GIVEN REQUEST.
Reproduce verbatim the records from the line containing "Locate every blue" through the end of the records, both ends included.

EXERCISE DATA.
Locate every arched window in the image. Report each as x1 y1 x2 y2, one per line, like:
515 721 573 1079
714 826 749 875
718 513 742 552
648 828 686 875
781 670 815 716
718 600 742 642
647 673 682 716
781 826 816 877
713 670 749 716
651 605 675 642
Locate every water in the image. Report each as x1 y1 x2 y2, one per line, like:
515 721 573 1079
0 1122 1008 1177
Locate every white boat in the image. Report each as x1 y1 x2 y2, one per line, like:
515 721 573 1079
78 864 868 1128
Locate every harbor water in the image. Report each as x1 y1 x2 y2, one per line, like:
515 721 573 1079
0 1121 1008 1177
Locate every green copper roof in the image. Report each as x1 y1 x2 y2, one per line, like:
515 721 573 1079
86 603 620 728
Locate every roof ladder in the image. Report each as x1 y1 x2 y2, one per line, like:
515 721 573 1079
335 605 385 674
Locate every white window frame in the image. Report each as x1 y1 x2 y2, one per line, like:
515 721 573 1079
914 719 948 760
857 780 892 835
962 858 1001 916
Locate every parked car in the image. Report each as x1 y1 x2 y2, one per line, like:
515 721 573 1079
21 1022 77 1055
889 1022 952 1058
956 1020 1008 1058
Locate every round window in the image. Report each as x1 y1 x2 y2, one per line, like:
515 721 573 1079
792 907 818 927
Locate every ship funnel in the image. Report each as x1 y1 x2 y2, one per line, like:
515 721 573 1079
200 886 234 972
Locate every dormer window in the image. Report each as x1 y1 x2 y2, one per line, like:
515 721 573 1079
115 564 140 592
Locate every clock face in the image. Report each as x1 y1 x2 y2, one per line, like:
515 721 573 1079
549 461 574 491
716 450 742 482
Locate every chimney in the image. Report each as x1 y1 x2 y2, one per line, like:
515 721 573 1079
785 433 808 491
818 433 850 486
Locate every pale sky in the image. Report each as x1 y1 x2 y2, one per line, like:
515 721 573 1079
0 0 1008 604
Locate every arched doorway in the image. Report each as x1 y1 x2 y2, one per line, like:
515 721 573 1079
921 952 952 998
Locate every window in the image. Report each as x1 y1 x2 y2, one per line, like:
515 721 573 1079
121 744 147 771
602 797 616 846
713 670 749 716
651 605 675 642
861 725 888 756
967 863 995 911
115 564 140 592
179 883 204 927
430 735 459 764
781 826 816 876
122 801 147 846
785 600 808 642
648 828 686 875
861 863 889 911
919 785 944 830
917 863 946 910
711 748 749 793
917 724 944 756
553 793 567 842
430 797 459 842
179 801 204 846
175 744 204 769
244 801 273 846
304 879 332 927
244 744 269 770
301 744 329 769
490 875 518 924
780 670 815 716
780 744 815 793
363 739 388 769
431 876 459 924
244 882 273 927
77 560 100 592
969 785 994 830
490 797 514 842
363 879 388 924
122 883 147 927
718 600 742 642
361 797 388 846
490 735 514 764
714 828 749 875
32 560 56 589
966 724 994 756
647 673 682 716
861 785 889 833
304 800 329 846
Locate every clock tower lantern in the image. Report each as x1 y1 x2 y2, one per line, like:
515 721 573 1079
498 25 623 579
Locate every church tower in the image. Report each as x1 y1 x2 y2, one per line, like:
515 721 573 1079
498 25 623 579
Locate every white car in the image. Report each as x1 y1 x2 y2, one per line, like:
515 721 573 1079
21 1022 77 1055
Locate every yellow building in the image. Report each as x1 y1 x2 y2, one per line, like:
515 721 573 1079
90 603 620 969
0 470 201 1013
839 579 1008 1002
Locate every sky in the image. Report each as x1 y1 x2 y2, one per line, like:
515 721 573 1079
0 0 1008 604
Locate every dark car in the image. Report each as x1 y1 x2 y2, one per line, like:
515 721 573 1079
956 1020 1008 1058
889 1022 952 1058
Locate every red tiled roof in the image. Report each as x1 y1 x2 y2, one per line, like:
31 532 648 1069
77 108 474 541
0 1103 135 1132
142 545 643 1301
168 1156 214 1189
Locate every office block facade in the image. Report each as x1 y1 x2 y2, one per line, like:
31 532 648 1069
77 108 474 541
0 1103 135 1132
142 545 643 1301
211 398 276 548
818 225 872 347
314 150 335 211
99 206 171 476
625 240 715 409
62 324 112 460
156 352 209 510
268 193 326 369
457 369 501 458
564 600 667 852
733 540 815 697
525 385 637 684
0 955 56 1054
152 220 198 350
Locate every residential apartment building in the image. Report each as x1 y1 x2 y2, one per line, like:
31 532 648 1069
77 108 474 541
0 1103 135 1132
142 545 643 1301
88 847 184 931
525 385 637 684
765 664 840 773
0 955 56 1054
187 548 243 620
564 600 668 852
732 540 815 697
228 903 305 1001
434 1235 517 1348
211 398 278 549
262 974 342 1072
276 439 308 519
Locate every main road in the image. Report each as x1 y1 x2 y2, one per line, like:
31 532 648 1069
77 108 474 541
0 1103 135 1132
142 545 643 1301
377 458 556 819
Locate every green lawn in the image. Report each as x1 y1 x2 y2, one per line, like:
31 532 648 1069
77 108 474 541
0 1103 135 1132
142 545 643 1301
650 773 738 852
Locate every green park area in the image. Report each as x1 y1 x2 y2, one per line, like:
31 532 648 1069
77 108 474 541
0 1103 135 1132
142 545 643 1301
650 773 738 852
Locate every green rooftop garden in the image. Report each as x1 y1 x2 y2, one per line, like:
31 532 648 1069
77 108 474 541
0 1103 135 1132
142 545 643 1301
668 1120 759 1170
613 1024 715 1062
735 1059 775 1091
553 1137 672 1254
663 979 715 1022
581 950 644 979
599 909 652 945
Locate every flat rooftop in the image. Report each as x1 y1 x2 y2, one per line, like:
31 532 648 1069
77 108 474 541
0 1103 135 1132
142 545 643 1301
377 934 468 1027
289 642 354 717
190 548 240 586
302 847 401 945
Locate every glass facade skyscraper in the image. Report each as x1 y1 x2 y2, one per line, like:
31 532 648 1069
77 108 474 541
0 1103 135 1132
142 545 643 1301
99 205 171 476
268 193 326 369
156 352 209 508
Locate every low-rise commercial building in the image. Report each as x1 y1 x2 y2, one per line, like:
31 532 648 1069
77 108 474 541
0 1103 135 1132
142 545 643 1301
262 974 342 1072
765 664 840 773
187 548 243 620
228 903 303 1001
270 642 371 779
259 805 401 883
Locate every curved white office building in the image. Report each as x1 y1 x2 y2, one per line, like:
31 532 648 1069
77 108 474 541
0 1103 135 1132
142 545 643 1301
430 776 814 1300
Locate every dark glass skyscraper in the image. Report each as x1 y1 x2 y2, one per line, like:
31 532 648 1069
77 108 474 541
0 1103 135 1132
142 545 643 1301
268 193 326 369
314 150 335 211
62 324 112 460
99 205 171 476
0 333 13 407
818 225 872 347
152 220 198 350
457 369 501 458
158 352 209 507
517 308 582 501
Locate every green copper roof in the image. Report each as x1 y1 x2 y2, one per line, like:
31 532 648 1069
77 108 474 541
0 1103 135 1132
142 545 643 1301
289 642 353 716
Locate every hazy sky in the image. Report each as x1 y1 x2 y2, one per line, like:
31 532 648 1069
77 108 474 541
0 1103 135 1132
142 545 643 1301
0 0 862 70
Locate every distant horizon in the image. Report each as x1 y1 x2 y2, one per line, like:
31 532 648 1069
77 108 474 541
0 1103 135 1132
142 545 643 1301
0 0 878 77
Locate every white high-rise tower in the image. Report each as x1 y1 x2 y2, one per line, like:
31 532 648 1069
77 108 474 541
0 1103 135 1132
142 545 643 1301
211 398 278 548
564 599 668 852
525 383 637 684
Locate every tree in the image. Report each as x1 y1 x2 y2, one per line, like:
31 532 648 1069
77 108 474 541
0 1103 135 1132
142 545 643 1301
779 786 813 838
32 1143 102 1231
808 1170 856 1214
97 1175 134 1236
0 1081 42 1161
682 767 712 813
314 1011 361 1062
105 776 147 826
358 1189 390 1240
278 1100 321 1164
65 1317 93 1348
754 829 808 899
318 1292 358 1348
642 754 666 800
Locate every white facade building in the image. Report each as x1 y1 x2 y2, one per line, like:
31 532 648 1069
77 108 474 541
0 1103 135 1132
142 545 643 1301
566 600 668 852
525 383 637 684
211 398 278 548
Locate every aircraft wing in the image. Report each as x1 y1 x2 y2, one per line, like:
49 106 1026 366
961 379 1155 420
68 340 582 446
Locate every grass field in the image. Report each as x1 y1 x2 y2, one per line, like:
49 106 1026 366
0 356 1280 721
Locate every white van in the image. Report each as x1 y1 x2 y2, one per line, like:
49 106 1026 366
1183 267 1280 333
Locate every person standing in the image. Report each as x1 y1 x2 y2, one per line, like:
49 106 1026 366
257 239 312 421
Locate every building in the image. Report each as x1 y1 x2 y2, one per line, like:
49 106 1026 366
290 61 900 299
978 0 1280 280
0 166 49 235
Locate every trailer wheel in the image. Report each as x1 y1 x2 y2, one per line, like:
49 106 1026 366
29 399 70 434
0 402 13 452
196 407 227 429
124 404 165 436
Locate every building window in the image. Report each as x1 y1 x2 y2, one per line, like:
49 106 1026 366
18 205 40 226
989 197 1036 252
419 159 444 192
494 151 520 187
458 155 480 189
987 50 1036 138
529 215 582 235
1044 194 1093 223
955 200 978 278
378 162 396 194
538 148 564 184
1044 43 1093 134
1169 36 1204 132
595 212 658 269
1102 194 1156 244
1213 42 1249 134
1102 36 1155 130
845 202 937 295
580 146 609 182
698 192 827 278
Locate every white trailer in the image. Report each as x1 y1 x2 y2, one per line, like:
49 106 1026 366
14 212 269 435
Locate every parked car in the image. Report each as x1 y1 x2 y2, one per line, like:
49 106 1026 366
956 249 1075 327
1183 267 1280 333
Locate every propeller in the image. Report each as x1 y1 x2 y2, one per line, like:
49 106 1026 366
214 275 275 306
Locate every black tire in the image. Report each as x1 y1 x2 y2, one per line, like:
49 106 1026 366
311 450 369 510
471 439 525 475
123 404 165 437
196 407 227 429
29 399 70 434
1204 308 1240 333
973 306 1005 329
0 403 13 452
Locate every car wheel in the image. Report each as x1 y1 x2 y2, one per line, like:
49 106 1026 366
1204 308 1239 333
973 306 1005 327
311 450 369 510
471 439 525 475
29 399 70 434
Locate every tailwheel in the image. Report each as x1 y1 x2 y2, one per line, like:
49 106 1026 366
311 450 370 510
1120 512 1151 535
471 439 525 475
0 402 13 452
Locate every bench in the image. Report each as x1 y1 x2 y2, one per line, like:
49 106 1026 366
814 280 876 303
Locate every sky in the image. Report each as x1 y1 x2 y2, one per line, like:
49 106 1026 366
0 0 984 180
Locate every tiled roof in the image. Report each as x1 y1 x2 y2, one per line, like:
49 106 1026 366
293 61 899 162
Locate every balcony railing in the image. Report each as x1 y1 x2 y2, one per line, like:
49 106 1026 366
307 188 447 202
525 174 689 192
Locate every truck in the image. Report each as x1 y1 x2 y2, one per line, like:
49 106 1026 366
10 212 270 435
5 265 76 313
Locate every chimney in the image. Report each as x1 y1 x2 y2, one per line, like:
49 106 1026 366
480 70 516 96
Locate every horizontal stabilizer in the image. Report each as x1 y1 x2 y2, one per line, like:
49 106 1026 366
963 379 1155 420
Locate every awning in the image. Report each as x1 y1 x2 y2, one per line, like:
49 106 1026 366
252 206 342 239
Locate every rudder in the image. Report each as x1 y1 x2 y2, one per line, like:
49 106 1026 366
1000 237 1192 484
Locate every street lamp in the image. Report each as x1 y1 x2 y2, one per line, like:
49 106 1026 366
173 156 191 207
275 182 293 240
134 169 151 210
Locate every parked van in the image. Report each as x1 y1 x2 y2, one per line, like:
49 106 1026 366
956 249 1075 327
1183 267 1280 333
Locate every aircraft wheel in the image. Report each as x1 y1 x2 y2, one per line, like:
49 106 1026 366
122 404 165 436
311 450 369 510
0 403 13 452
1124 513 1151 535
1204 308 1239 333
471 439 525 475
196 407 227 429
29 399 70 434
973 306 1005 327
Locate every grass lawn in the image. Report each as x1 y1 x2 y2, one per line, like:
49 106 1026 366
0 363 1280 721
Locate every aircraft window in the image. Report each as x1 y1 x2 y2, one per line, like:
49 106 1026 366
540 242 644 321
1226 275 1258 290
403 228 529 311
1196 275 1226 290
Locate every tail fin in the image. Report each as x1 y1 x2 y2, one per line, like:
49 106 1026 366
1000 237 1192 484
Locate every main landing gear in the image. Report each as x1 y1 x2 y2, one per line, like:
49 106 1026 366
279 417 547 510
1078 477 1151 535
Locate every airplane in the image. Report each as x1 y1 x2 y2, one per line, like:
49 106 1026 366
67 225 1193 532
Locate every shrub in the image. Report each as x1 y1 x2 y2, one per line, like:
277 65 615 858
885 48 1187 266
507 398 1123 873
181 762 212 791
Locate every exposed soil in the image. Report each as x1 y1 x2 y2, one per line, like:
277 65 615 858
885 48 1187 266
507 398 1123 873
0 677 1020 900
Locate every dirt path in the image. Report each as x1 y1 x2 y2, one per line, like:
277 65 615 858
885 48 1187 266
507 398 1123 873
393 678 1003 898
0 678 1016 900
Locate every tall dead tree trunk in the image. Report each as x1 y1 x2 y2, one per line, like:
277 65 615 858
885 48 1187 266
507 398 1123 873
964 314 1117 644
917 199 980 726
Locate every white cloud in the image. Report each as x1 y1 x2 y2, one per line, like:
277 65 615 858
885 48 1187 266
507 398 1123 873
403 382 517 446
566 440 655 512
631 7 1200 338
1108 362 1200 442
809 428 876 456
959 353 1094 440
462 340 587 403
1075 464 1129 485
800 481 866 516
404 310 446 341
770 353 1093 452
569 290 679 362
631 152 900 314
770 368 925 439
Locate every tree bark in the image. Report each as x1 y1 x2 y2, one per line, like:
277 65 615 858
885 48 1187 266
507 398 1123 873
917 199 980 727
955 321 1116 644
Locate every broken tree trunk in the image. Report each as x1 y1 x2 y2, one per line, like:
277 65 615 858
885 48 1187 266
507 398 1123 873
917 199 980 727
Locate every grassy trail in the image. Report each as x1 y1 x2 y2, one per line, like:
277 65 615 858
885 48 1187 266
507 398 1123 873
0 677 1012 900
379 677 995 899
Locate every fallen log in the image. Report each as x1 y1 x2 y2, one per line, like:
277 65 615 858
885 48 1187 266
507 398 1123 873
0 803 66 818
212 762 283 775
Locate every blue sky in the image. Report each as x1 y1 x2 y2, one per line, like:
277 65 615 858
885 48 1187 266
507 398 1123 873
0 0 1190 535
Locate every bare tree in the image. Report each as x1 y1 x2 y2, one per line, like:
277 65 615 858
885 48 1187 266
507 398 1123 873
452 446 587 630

SOLVED PROBLEM.
Locate every blue sky in the image. Report each as x1 y1 x2 y2, one per line, like:
277 65 615 858
885 48 1187 266
507 398 1123 873
0 0 1190 535
Locate every bare tree in the image. Report each as x1 y1 x2 y2, one per line, like:
277 65 615 858
885 48 1187 266
507 398 1123 873
452 446 587 630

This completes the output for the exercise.